## Challenge
Please copy down each line of the listing below word for word, without changing anything.

## Records for this exercise
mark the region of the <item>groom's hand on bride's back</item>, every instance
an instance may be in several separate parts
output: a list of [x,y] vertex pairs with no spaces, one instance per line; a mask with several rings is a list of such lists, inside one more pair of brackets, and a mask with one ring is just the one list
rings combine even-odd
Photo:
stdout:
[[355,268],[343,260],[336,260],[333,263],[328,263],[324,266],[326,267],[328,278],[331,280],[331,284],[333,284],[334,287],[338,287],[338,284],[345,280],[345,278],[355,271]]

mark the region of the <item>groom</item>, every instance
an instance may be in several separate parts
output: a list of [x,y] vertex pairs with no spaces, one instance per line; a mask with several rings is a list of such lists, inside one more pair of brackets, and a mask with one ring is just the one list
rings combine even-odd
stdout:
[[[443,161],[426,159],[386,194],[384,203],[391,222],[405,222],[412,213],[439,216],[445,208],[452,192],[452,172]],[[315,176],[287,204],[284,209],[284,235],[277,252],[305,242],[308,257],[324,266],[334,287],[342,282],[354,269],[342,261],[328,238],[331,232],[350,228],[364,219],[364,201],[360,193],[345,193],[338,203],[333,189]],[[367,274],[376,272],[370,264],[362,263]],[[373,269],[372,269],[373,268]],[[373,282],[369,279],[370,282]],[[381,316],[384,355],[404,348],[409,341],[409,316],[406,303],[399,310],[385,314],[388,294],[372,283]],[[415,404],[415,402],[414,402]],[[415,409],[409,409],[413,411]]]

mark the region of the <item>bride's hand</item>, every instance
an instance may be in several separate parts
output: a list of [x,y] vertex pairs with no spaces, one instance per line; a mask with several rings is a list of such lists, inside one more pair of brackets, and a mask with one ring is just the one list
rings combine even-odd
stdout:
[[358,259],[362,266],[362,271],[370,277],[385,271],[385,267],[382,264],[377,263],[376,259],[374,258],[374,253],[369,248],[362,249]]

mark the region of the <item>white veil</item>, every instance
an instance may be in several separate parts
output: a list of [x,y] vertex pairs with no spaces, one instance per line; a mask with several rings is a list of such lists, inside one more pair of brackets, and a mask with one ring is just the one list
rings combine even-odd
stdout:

## Finished task
mark the region of the <item>groom's hand on bride's back</item>, every instance
an instance may be in several separate parts
output: a list of [x,y] vertex pairs with no spaces, one instance per line; a mask with several rings is a list of such lists, inside one more pair of brackets, and a mask with one ring is just the one list
rings combine even-odd
Photo:
stdout:
[[355,268],[343,260],[336,260],[333,263],[328,263],[324,266],[326,267],[328,278],[331,280],[331,284],[333,284],[334,287],[338,287],[338,284],[345,280],[345,278],[355,271]]

mark the region of the <item>groom</item>, every instance
an instance may be in several separate parts
output: a list of [x,y] vertex pairs with no spaces, one instance per line; a mask with several rings is a list of such lists, inside one more pair of brackets, and a mask with one ring is just the one list
rings combine even-odd
stdout:
[[[443,161],[426,159],[386,194],[384,203],[391,222],[405,222],[412,213],[439,216],[445,208],[452,192],[452,172]],[[315,176],[287,204],[284,209],[284,235],[277,252],[305,242],[308,257],[324,266],[334,287],[342,282],[354,269],[342,261],[328,238],[331,232],[350,228],[364,219],[364,201],[360,193],[345,193],[338,203],[333,189]],[[367,274],[376,272],[370,264],[362,263]],[[373,269],[372,269],[373,268]],[[373,282],[369,279],[370,282]],[[381,316],[384,355],[404,348],[409,341],[409,316],[406,303],[399,310],[385,314],[388,294],[372,283]],[[415,404],[415,402],[414,402]],[[415,409],[409,409],[413,411]]]

mark the region of the <item>bride's hand</item>, every instance
an instance may be in several separate parts
output: a list of [x,y] vertex pairs with no spaces, one instance per line; a mask with several rings is a list of such lists, inside one more pair of brackets, and a mask with one ring is just the one list
rings combine even-odd
stdout:
[[358,259],[362,266],[362,271],[370,277],[385,271],[385,267],[382,264],[377,263],[376,259],[374,258],[374,253],[369,248],[362,249]]

mark the region of the <item>white veil</item>, every instance
an instance may be in several separate parts
output: a list of [x,y] vertex pairs with no spaces, one instance per line; a mask with several rings is a list of such lists, inside one more pair of brackets, and a mask with one ring is just the one list
rings combine even-odd
stdout:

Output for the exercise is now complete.